やること>
西武と東急についての文章から、「先日、平太郎独白録 「総理大」から「人が多かったように思えます。」までの部分を、一字も変えずに書き写してください。

親愛なるアッティクスへ
以前、20年くらい前でしょうか、西武VS東急戦国史という本を読んだことがあります。
なかなか、あの!西武と東急が成立していく過程を講談本的に描いた、なかなか、面白い本だったのですが、その中で、20年近く経った今でも、大変、印象に残っていることがあります。
先日、平太郎独白録 「総理大臣になれなかった自民党総裁が見たエライ親父!」の中でも申し上げましたように、河野一郎元農水大臣同様、西武の創業者にして先代であるピストル堤こと、堤康次氏や、東急の創業者、強盗慶太こと五島慶太氏もまた然りで、あの時代の、いわゆる明治生まれの大物というのは、まあ、時代的な背景もあったのでしょうが、現代のホリエモンこと堀江氏や楽天の三木谷氏のように、決してスマートではない・・・、むしろ、そういったきれい事に身を包むという必要もなかったのでしょうが、本音という核の部分がむき出しの家長的雰囲気を持っていた人が多かったように思えます。
(「ピストル堤」は、右翼に銃で威嚇射撃されても、まるでひるまなかったというエピソードから・・・、「強盗慶太」といのは、余りにも強引な企業合併・・・つまり、乗っ取りを次々としかけることからそう呼ばれたのだと。)
で、私が印象に残っている部分というのは、堤康次と西武がその拠点である、東京池袋に対する姿勢です。
昭和22年、公職追放中の身であった堤康次は、東京池袋東口の土地、一万六千坪のうちの一万坪を「地元復興のためぜひ売っていただきたい」と懇願された際、本来、ヒューマニズムなどというものとは、まったく縁遠いはずの彼が、なぜか、それに応じて、放出しようとしたそうです。
折から、坪千円だった地価が三千円に高騰していたことで、重役や株主の中には、「近い将来、武蔵野百貨店の焼跡に西武百貨店を建設しなければなりません。三倍に値上りしたのだから、一万坪では三千万円になりますが、しかしその土地にたくさんの商店が開店されるのは西武百貨店のためにはなりますまい。あくまでも独占しておくべきです」と、反対する者もいたと言います。

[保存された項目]
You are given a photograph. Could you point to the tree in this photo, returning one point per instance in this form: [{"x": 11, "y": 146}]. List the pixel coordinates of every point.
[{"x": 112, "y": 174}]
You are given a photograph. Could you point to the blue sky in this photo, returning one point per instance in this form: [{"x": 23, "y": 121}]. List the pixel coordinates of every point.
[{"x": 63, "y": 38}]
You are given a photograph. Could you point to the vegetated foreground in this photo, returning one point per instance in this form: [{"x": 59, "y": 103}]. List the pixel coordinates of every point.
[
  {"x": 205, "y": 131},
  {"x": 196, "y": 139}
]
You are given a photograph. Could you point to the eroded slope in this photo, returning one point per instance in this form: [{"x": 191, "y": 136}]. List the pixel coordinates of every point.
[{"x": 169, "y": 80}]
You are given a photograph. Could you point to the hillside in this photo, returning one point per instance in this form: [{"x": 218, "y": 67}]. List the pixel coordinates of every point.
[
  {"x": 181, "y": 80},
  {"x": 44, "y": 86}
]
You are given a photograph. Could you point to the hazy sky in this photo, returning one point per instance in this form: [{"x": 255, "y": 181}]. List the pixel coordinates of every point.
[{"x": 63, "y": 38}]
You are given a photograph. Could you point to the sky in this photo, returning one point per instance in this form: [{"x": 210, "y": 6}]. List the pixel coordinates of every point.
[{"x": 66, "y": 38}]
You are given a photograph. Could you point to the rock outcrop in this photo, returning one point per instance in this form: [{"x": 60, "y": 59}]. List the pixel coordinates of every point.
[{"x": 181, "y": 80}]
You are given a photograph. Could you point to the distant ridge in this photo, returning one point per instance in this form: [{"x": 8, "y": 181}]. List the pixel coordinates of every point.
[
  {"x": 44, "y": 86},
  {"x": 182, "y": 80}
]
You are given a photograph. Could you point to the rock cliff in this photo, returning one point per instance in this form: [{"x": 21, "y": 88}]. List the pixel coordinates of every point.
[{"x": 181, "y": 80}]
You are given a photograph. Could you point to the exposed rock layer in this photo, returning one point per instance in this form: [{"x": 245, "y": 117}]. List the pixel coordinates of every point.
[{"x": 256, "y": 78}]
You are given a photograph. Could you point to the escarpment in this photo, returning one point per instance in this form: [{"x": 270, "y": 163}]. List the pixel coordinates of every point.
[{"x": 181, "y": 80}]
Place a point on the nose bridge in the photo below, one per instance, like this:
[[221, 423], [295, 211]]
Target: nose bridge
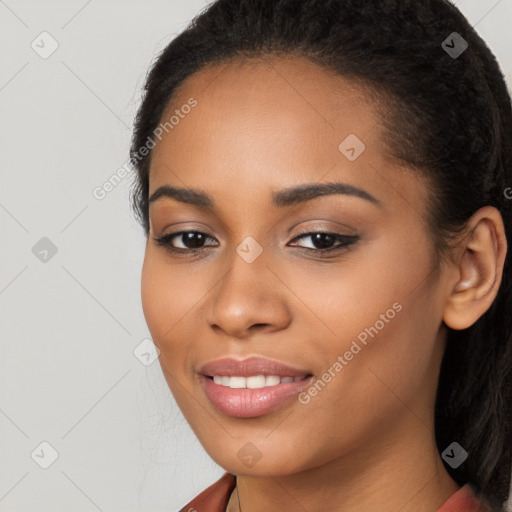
[[248, 294]]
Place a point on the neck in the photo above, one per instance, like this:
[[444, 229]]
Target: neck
[[388, 473]]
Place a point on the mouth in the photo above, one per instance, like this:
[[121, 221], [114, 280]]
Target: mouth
[[251, 387], [254, 381]]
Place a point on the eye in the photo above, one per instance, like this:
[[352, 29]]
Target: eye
[[191, 241], [323, 242]]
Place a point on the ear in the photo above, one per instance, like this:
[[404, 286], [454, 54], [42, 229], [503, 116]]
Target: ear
[[477, 270]]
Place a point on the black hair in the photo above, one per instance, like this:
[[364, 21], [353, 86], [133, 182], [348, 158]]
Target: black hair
[[449, 117]]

正しい答え>
先日、平太郎独白録 「総理大臣になれなかった自民党総裁が見たエライ親父!」の中でも申し上げましたように、河野一郎元農水大臣同様、西武の創業者にして先代であるピストル堤こと、堤康次氏や、東急の創業者、強盗慶太こと五島慶太氏もまた然りで、あの時代の、いわゆる明治生まれの大物というのは、まあ、時代的な背景もあったのでしょうが、現代のホリエモンこと堀江氏や楽天の三木谷氏のように、決してスマートではない・・・、むしろ、そういったきれい事に身を包むという必要もなかったのでしょうが、本音という核の部分がむき出しの家長的雰囲気を持っていた人が多かったように思えます。